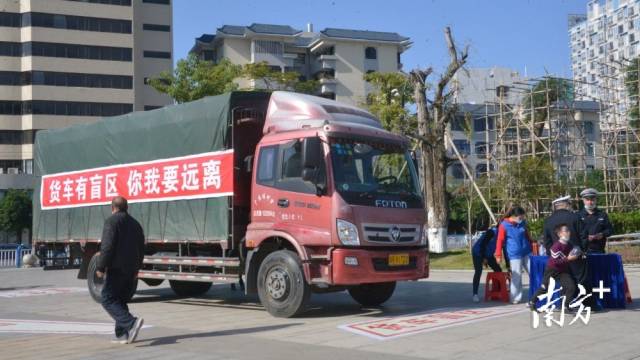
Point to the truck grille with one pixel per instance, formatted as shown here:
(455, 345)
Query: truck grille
(382, 264)
(382, 233)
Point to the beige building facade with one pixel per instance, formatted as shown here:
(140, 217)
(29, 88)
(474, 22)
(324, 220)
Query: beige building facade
(65, 62)
(338, 58)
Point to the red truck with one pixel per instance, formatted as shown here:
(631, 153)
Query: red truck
(283, 193)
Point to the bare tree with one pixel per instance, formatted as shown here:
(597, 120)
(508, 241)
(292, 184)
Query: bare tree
(433, 117)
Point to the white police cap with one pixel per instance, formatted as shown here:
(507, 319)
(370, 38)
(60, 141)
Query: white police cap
(561, 199)
(589, 193)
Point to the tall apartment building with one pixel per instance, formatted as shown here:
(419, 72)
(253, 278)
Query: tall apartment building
(338, 58)
(500, 130)
(602, 43)
(65, 62)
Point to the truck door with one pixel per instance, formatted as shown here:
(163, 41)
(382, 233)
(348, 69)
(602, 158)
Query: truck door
(301, 210)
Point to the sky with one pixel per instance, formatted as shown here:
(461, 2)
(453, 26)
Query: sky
(526, 35)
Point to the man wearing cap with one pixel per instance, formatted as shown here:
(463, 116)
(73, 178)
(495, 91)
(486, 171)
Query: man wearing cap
(563, 214)
(596, 222)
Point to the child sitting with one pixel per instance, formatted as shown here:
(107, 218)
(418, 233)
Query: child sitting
(558, 266)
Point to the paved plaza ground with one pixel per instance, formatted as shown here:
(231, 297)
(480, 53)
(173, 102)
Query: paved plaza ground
(50, 315)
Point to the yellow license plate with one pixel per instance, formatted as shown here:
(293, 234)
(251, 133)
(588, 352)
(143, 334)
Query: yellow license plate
(398, 259)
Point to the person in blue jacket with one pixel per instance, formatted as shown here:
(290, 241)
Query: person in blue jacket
(513, 234)
(482, 252)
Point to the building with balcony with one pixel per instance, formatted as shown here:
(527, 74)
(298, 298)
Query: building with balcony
(337, 58)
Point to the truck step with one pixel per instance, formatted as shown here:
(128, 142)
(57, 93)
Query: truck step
(199, 261)
(201, 277)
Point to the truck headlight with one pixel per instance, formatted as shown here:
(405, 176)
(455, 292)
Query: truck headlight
(423, 236)
(347, 233)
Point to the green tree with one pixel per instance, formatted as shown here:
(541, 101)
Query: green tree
(15, 211)
(391, 92)
(194, 78)
(268, 78)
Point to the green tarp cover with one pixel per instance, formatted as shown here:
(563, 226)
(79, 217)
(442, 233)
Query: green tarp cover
(196, 127)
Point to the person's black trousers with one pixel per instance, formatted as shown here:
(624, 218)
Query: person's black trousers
(115, 295)
(565, 280)
(580, 271)
(477, 266)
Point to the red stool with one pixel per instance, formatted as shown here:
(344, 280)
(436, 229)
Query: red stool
(627, 292)
(496, 287)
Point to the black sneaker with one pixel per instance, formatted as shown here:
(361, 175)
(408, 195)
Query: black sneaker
(133, 333)
(122, 339)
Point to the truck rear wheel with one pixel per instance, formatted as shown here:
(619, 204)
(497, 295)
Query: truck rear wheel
(372, 294)
(96, 284)
(282, 288)
(189, 288)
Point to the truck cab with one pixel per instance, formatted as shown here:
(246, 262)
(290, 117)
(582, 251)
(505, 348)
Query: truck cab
(335, 205)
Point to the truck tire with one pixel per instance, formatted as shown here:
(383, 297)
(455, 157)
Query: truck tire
(95, 283)
(282, 288)
(189, 288)
(153, 282)
(372, 294)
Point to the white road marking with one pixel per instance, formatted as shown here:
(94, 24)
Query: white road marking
(40, 292)
(394, 327)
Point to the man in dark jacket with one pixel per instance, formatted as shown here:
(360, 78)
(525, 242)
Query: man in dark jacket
(596, 222)
(121, 255)
(563, 214)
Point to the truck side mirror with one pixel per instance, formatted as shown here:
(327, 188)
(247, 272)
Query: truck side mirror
(414, 158)
(248, 163)
(312, 154)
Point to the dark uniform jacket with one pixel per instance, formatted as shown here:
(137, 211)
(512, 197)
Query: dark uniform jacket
(596, 223)
(122, 245)
(573, 221)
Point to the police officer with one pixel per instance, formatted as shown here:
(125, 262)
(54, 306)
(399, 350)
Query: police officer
(564, 214)
(596, 222)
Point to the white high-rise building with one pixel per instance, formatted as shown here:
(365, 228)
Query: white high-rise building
(65, 62)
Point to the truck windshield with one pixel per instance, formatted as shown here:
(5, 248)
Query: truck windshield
(374, 174)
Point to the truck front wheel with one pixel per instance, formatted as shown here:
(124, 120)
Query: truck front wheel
(282, 288)
(189, 288)
(372, 294)
(96, 284)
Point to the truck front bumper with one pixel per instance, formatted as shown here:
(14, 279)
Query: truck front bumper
(362, 266)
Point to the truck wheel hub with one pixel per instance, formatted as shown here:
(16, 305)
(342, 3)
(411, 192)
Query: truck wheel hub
(277, 281)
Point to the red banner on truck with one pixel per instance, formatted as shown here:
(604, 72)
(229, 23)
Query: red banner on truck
(188, 177)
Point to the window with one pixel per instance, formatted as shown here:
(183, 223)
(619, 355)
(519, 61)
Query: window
(156, 27)
(481, 169)
(107, 2)
(291, 172)
(370, 53)
(463, 146)
(482, 149)
(267, 165)
(9, 19)
(9, 49)
(76, 51)
(457, 171)
(71, 22)
(158, 54)
(458, 123)
(268, 47)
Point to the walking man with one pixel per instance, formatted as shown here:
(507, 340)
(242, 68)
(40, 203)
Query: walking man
(121, 255)
(596, 222)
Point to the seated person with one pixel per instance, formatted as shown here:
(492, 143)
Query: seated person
(557, 267)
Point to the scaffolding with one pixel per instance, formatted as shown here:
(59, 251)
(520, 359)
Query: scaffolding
(573, 137)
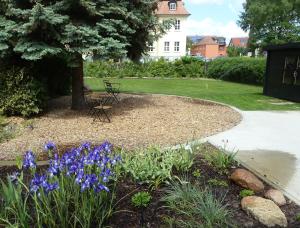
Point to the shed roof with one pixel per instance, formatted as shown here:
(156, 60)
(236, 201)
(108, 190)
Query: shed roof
(295, 45)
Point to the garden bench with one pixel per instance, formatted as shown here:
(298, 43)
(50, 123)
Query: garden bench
(98, 105)
(113, 89)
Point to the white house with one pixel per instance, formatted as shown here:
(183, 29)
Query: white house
(173, 44)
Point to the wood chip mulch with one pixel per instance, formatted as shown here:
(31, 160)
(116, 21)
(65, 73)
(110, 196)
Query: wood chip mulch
(138, 121)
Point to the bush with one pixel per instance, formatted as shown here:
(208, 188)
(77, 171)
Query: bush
(20, 93)
(239, 69)
(141, 199)
(76, 190)
(154, 166)
(184, 67)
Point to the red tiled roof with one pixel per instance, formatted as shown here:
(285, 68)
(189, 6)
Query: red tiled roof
(239, 41)
(163, 9)
(207, 40)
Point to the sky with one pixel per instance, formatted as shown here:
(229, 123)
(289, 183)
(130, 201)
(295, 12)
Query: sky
(214, 17)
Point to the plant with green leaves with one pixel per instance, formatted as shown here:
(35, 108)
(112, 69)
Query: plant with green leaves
(154, 165)
(194, 207)
(218, 183)
(271, 22)
(75, 190)
(246, 192)
(220, 160)
(35, 30)
(197, 173)
(141, 199)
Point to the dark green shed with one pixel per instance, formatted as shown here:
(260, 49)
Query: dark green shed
(283, 72)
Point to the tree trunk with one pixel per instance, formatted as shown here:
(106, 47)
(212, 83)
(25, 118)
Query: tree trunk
(77, 86)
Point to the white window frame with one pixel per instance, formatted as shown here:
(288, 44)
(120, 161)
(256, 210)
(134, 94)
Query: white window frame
(177, 25)
(172, 6)
(166, 46)
(176, 46)
(150, 47)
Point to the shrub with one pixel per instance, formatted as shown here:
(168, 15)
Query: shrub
(76, 190)
(246, 192)
(141, 199)
(184, 67)
(238, 69)
(154, 166)
(20, 93)
(194, 207)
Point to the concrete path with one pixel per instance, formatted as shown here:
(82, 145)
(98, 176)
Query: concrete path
(268, 143)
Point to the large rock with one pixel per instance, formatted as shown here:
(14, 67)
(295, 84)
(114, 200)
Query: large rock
(276, 196)
(264, 210)
(247, 180)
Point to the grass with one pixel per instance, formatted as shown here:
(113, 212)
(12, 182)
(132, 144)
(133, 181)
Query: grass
(6, 132)
(194, 207)
(244, 97)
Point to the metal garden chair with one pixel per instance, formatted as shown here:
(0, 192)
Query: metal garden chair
(113, 89)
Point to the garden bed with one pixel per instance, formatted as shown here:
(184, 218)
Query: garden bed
(204, 174)
(138, 121)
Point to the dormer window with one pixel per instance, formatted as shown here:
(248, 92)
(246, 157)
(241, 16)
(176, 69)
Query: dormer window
(172, 6)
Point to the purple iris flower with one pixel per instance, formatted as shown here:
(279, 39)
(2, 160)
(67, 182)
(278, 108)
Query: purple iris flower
(100, 187)
(14, 177)
(40, 182)
(50, 146)
(29, 160)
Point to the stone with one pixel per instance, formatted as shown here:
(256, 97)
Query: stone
(247, 180)
(276, 196)
(264, 210)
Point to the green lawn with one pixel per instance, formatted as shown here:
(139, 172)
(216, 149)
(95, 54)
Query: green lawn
(245, 97)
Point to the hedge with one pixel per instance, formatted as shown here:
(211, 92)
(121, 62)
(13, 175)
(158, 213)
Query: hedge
(239, 69)
(186, 67)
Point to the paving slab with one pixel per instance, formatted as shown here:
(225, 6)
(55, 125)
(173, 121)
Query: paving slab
(268, 143)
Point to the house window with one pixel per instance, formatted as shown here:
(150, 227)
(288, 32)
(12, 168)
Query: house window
(172, 6)
(167, 46)
(150, 46)
(177, 25)
(176, 46)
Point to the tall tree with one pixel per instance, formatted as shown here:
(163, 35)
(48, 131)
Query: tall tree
(271, 22)
(36, 29)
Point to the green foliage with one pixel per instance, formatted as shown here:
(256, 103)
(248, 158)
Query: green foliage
(15, 206)
(7, 131)
(185, 67)
(246, 192)
(218, 183)
(271, 22)
(239, 69)
(220, 160)
(20, 93)
(141, 199)
(107, 28)
(194, 207)
(154, 166)
(237, 51)
(197, 173)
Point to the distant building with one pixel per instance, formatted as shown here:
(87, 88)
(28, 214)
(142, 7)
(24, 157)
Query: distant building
(173, 44)
(239, 42)
(208, 46)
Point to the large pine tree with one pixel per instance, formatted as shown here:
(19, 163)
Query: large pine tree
(36, 29)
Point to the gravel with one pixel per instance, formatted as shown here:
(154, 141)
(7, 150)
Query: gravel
(138, 121)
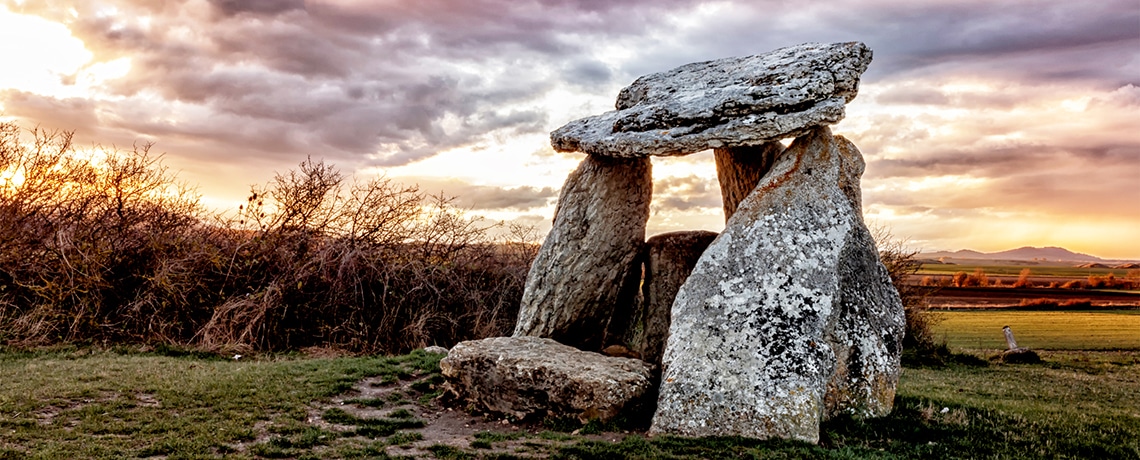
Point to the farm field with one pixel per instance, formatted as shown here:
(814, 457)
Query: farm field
(1014, 270)
(982, 329)
(111, 404)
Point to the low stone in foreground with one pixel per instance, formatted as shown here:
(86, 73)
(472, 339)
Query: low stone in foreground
(526, 377)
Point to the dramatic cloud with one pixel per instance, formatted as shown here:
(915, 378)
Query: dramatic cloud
(974, 114)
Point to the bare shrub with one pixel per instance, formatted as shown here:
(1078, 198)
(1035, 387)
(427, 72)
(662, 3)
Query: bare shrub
(1023, 279)
(978, 278)
(1055, 304)
(1073, 285)
(960, 279)
(901, 264)
(1107, 281)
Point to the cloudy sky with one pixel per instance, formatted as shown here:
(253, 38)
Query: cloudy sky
(985, 124)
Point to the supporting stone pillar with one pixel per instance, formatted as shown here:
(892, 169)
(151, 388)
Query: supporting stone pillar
(669, 257)
(740, 169)
(786, 305)
(587, 264)
(866, 328)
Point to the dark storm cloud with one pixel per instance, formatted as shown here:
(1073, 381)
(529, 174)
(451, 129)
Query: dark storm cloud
(259, 7)
(351, 80)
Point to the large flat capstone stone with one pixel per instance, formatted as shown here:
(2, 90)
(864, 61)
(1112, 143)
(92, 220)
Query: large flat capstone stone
(528, 377)
(725, 103)
(757, 326)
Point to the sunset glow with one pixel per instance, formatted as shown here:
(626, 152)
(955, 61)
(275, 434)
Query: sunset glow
(985, 125)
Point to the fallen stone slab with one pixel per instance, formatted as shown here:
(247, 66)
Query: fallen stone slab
(725, 103)
(758, 325)
(534, 377)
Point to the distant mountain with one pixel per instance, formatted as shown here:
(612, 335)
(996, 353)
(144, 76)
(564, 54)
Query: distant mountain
(1027, 253)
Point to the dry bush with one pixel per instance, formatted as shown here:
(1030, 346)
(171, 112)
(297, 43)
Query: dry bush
(1107, 281)
(960, 279)
(108, 248)
(1073, 285)
(1055, 304)
(978, 278)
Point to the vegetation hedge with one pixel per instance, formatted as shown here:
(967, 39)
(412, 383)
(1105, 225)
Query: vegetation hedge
(105, 246)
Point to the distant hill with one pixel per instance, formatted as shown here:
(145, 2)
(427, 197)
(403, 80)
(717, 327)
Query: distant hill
(1028, 253)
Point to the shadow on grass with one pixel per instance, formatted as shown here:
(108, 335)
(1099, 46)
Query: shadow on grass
(917, 428)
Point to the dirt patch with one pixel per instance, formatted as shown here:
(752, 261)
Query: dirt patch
(446, 426)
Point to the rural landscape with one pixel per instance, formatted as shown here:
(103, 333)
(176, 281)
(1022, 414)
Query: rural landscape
(157, 330)
(569, 229)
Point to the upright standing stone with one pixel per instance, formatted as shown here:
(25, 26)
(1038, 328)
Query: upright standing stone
(747, 353)
(740, 169)
(586, 265)
(724, 103)
(865, 331)
(669, 257)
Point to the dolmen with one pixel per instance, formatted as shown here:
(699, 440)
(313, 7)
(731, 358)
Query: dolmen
(786, 318)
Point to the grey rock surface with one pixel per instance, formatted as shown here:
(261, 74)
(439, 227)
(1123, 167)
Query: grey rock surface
(748, 351)
(528, 377)
(865, 330)
(587, 267)
(669, 257)
(740, 169)
(725, 103)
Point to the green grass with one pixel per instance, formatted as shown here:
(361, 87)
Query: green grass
(83, 404)
(79, 403)
(1115, 329)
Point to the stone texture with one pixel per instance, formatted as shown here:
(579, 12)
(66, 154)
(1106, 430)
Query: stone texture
(725, 103)
(748, 352)
(865, 330)
(587, 267)
(669, 257)
(1019, 355)
(740, 169)
(528, 377)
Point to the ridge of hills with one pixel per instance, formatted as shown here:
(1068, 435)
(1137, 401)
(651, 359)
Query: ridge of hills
(1026, 253)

■ ASSIGNMENT: Copy out only the lines above from the one with "Point to the green grass" to the one with "(1106, 430)", inclusive, exactly as they stand.

■ TASK RESPONSE:
Point to the green grass with one pixel per instance, formatted as shown here:
(361, 87)
Query: green grass
(83, 404)
(79, 403)
(1115, 329)
Point to the stone texture with one pixel per instance, formatted as shown here:
(579, 12)
(66, 154)
(1106, 430)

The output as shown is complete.